### Zitierter Auszug ###

Kratzer: Wir sind gemeinsam mit der Jurenergie eG und dem weiteren Projektpartner N-ERGIE frühzeitig an die Öffentlichkeit gegangen und haben transparent kommuniziert. Dann merken die Menschen, dass sie nicht hinters Licht geführt werden. Das sind meiner Ansicht nach zwei zentrale Punkte für eine hohe Bürgerakzeptanz von Energiewende-Projekten: Frühzeitig mit dem Thema an die Öffentlichkeit gehen und keine Angst vor Diskussionen mit den Bürgern haben. Ein großes Plus war in unserem Fall auch, dass sich mit der Jurenergie eG und der N-ERGIE zwei Partner für das Windkraft-Projekt zusammengetan haben, die in der Region verwurzelt und bekannt sind. N-ERGIE ist der regionale Energieversorger mit kommunalen Wurzeln.

Volles Haus: Anfang Oktober 2024 informierte die Jurenergie eG im Deutschordensschloss in Postbauer-Heng über den Planungstand und Möglichkeiten zur Bürgerbeteiligung am Windkraftprojekt der Genossenschaft. Foto: GVB
Welche Rolle spielt es für die Akzeptanz von Energiewende-Projekten, wo die Projektträger herkommen?
Kratzer: Das ist ein wichtiger Aspekt. Die Bürger wollen Gesichter sehen und die Menschen kennen, die hinter dem Projekt stehen. Das ist bei regionalen Partnern natürlich viel einfacher. Diese können zum Beispiel in Bürgerversammlungen ihr Projekt präsentieren und sich der Diskussion stellen, wie wir es bei dem Windkraft-Projekt in Postbauer-Heng gemacht haben. Mit fremden Investoren ist das nicht so einfach darstellbar. Hier spielt auch die Kommune als Akteur vor Ort eine wichtige Rolle. Sie kann gemeinsam mit dem Projektträger dafür sorgen, dass die Bürger jederzeit die Planungen einsehen können. Der Markt Postbauer-Heng hat seine Bürger zum Beispiel frühzeitig über die Sozialen Medien und unser Bürgerblatt auf das Projekt hingewiesen. Sie waren also schon informiert, als sie zur Bürgerversammlung gekommen sind
Wie hängen Bürgerbeteiligung und die Akzeptanz von Energiewende-Projekten zusammen?
Kratzer: Wenn sich die Bürger an Energiewende-Projekten beteiligen können, trägt das zur Transparenz und zur Zufriedenheit der Menschen bei. Dann steigt auch die Akzeptanz. Es kommt jedoch ganz darauf an, wie die Bürgerbeteiligung ausgestaltet ist. Da gibt es große Unterschiede. Ein wichtiger Faktor ist, wie kommuniziert wird. Darüber sollte man sich frühzeitig Gedanken machen. Wenn ein Investor nur mit der Rendite wirbt, wird er möglicherweise verstärkt Menschen anlocken, die nur am Geld interessiert sind, aber nicht am Projekt. Das ist für die Akzeptanz nicht unbedingt förderlich.

### Datensätze ###

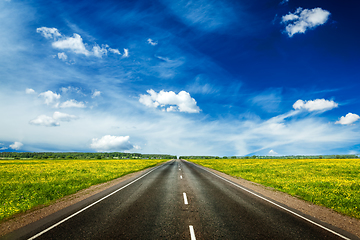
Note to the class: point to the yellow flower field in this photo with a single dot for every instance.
(25, 184)
(333, 183)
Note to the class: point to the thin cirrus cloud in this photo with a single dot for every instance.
(74, 44)
(181, 102)
(47, 121)
(112, 143)
(315, 105)
(203, 14)
(303, 19)
(348, 119)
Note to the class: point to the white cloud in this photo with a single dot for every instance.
(315, 105)
(74, 44)
(53, 121)
(126, 52)
(62, 56)
(30, 91)
(72, 103)
(115, 51)
(182, 101)
(99, 51)
(272, 152)
(150, 41)
(64, 117)
(44, 120)
(348, 119)
(49, 32)
(50, 97)
(16, 145)
(304, 19)
(112, 143)
(96, 94)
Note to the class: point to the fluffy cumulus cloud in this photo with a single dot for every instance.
(272, 152)
(170, 101)
(30, 91)
(62, 56)
(16, 145)
(74, 44)
(96, 94)
(315, 105)
(44, 120)
(49, 97)
(112, 143)
(151, 42)
(304, 19)
(348, 119)
(72, 103)
(49, 33)
(53, 121)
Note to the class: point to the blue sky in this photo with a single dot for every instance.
(180, 77)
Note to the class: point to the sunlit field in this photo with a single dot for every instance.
(333, 183)
(25, 184)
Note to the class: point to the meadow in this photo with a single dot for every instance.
(25, 184)
(333, 183)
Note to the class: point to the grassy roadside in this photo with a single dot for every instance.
(333, 183)
(25, 184)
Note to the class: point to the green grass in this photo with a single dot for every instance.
(333, 183)
(25, 184)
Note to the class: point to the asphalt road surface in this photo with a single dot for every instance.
(177, 200)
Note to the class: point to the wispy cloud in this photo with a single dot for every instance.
(74, 44)
(303, 19)
(315, 105)
(348, 119)
(207, 15)
(53, 121)
(72, 103)
(110, 143)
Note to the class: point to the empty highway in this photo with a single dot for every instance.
(177, 200)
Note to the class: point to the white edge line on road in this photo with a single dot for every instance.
(192, 232)
(288, 210)
(65, 219)
(185, 199)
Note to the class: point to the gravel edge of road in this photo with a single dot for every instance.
(349, 224)
(23, 219)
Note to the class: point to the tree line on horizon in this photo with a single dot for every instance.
(82, 155)
(343, 156)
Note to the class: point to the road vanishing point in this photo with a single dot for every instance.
(178, 200)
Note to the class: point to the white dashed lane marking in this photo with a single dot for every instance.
(185, 199)
(192, 233)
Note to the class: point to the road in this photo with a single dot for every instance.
(177, 200)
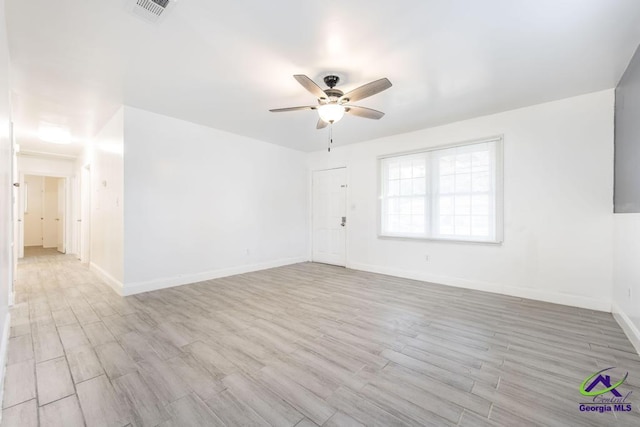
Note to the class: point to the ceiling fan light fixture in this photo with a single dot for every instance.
(331, 113)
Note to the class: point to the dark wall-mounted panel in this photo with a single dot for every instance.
(627, 140)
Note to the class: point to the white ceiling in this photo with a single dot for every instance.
(225, 64)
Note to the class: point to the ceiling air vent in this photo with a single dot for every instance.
(150, 10)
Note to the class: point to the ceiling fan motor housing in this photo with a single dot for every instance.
(331, 81)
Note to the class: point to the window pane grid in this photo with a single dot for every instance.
(447, 193)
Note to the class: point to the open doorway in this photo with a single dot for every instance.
(45, 202)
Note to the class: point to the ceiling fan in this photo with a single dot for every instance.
(333, 103)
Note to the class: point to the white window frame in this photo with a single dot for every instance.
(497, 206)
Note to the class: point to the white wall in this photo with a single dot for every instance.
(6, 159)
(45, 166)
(558, 172)
(107, 189)
(626, 274)
(202, 203)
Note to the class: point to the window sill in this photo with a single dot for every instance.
(440, 239)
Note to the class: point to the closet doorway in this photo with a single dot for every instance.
(45, 202)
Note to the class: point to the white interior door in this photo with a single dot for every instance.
(329, 216)
(50, 213)
(61, 217)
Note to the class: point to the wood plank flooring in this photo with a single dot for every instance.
(304, 345)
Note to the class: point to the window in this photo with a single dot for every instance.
(452, 193)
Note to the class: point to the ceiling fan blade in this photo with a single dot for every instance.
(310, 85)
(367, 90)
(367, 113)
(280, 110)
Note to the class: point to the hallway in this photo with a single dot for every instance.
(307, 344)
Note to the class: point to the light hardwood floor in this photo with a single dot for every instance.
(303, 345)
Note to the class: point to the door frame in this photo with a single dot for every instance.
(68, 206)
(347, 209)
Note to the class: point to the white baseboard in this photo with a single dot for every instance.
(4, 345)
(535, 294)
(185, 279)
(114, 283)
(629, 328)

###

Zu erledigen:
(a) Nenne jedes zusammengesetzte Wort aus dem Interview zur Windkraft in Postbauer-Heng, das mit „Bürger“ beginnt. Führe jede Wortform nur einmal auf.
(b) Schreibe das Interview zur Windkraft in Postbauer-Heng nach seinem letzten Satz mit einigen weiteren Sätzen fort.

Antworten je Aufgabe:
(a) Bürgerakzeptanz, Bürgerbeteiligung, Bürgerversammlungen, Bürgerblatt, Bürgerversammlung

(b)
„In der Rechtsform der Genossenschaft können wir den Bürgern eine echte gesellschaftsrechtliche Mitsprache bieten anstelle einer nur temporär begrenzten Kapitalbeteiligung ohne Mitbestimmung.“
Michael Vogel, Vorstand der Jurenergie eG
Wie sollte die Bürgerbeteiligung also ausgestaltet sein, damit sie bestmöglich ihre Wirkung entfaltet?
Vogel: Die beste Bürgerbeteiligung ist die, die niederschwellig ist und wenigstens Mindeststandards der gesellschaftsrechtlichen Mitsprache sichert. In der Rechtsform der Genossenschaft können wir den Bürgern eine echte gesellschaftsrechtliche Mitsprache bieten anstelle einer nur temporär begrenzten Kapitalbeteiligung ohne Mitbestimmung, aber mit voller Haftung, wie es bei Crowdfunding-Beteiligungen oder Nachrangdarlehen der Fall ist. Wenn das Risiko dann noch überschaubar ist und es keine hohen Hürden für die Bürgerbeteiligung gibt, können wir von einem Goldstandard sprechen. Für uns „Überzeugungstäter“ gewährleistet die Genossenschaft die Einhaltung dieser Kriterien.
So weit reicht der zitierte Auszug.